··· Material for the task
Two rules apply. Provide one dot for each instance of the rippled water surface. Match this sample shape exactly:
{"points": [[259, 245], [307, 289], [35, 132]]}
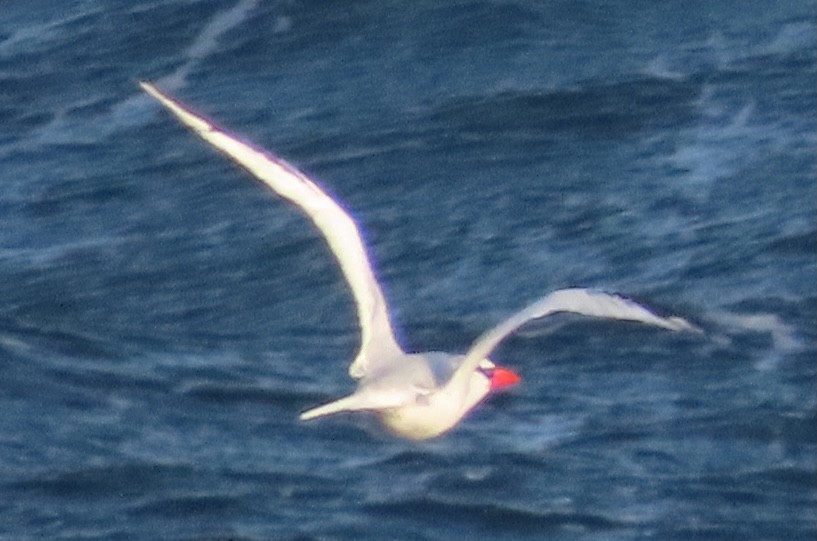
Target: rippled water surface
{"points": [[164, 319]]}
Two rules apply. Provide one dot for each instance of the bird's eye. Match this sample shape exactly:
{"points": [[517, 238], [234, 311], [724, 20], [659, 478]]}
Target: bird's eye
{"points": [[487, 371]]}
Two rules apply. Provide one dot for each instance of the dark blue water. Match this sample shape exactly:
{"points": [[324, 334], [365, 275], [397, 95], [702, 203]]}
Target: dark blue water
{"points": [[164, 319]]}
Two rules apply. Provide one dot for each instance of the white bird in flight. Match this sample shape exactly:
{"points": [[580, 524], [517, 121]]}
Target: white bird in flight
{"points": [[416, 395]]}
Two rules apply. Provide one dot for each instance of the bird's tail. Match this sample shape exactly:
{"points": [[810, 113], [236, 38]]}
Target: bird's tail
{"points": [[347, 403]]}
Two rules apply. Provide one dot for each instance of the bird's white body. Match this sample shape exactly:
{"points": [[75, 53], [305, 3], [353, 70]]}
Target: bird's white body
{"points": [[416, 395]]}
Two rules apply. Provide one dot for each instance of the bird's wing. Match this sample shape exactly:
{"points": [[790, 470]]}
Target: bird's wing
{"points": [[339, 229], [578, 301]]}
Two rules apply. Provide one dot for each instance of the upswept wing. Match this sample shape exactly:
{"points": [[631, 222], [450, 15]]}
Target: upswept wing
{"points": [[580, 301], [340, 231]]}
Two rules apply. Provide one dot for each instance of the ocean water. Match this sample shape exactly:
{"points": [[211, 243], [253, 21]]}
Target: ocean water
{"points": [[164, 319]]}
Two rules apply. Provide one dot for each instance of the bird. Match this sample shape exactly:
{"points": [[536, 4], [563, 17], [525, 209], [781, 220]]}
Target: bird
{"points": [[417, 396]]}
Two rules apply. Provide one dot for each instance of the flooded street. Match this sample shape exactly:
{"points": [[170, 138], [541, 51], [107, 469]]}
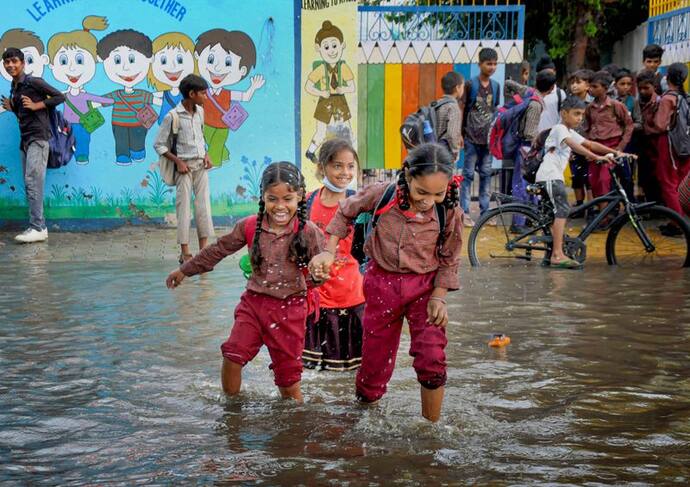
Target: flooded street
{"points": [[109, 377]]}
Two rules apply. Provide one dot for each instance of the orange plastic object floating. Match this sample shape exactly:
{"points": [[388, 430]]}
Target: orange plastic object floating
{"points": [[499, 340]]}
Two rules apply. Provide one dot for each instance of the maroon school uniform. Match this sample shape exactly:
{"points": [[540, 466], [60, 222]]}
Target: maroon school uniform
{"points": [[273, 310], [406, 265], [670, 169]]}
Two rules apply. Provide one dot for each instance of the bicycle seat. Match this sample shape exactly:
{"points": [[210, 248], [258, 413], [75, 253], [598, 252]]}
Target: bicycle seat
{"points": [[536, 188]]}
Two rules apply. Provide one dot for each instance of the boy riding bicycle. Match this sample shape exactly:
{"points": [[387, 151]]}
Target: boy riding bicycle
{"points": [[559, 143]]}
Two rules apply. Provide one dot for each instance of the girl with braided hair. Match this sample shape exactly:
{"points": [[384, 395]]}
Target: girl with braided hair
{"points": [[670, 168], [273, 310], [414, 252], [334, 340]]}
······
#### Problem
Once the pictures are set aside, repeat the remaining data word for word.

#### Response to the exercise
Two rules apply. Provide one dot for each instance of the rippled water surface. Match this sample shape exactly:
{"points": [[259, 245], [307, 289], [35, 132]]}
Target: rippled water surface
{"points": [[164, 319]]}
Two rules apply. Provide one dot for each instance of the bird's eye. Match this sample shape exactly:
{"points": [[517, 238], [234, 311], [724, 20], [659, 478]]}
Target: bird's eye
{"points": [[487, 371]]}
Two rules apply. Provide one dot for each instance of the dark blue water. Match this sample shape exactly:
{"points": [[324, 334], [365, 275], [397, 95], [702, 203]]}
Target: dark blue water
{"points": [[164, 319]]}
Two rules apply. Provide one dot for each instance of the white bird in flight. Match this sample shape exactly:
{"points": [[580, 524], [517, 121]]}
Target: white bird in flight
{"points": [[416, 395]]}
Two rules apply. Provide one dot for each instance of the bird's tail. Match this sample shape exactly:
{"points": [[810, 113], [236, 38]]}
Target: bird's tail
{"points": [[347, 403]]}
Two rules apply. Provide one dot for each instance of the bird's white body. Match this sample shape exactly:
{"points": [[75, 53], [305, 3], [353, 70]]}
Target: bird's white body
{"points": [[416, 395]]}
Two rules apply. Provide one dot for each instance of the bird's wing. Match this sample shape exactly:
{"points": [[790, 470]]}
Target: bird's wing
{"points": [[339, 229], [578, 301]]}
Two rules apply. Provide one dot for each instance of the upswept wing. Match this sample shape exactly:
{"points": [[631, 222], [450, 15]]}
Target: upswept wing
{"points": [[580, 301], [340, 231]]}
Two rules apply. Provide one dot for each instance of the ocean water. Match this sample shape exactly:
{"points": [[211, 243], [253, 21]]}
Target: ocean water
{"points": [[164, 319]]}
Two rules apply. Provide one dot for each instance of the bird. Match this sample shape exactly:
{"points": [[536, 4], [563, 17], [525, 209], [781, 220]]}
Target: bird
{"points": [[417, 396]]}
Two rules apply. Provide one dot for each instance of the flooded street. Match this sample shape exactly:
{"points": [[170, 138], [541, 51], [107, 469]]}
Target: flooded street
{"points": [[109, 377]]}
Two rules apply. Provide one dot for each instance of the orange plastic object floating. Match this sample shape exactly:
{"points": [[388, 430]]}
Target: orange plastic object floating
{"points": [[499, 340]]}
Two rules apply. Provide one dot for each instance of the maroon school uniform. Match this sample shape exactly:
{"points": [[540, 466], [60, 222]]}
Target: maroon school uniform
{"points": [[273, 310], [406, 265], [670, 169]]}
Two rules apply. Provide one dot for each instance of the bicycle seat. Match this sample shape exactly:
{"points": [[210, 248], [258, 413], [75, 253], [598, 252]]}
Target: bicycle seat
{"points": [[536, 188]]}
Two rules apply. Provide one dot for each instance of the boy riding bicycle. Match this sample shape exactly:
{"points": [[387, 151]]}
Target: boy riding bicycle
{"points": [[559, 143]]}
Two rules apply. Provide one dot for each instance of the girl with braided hair. Match this sample shape exactly:
{"points": [[384, 395]]}
Target: girl with braided hair
{"points": [[670, 168], [273, 310], [414, 252], [334, 340]]}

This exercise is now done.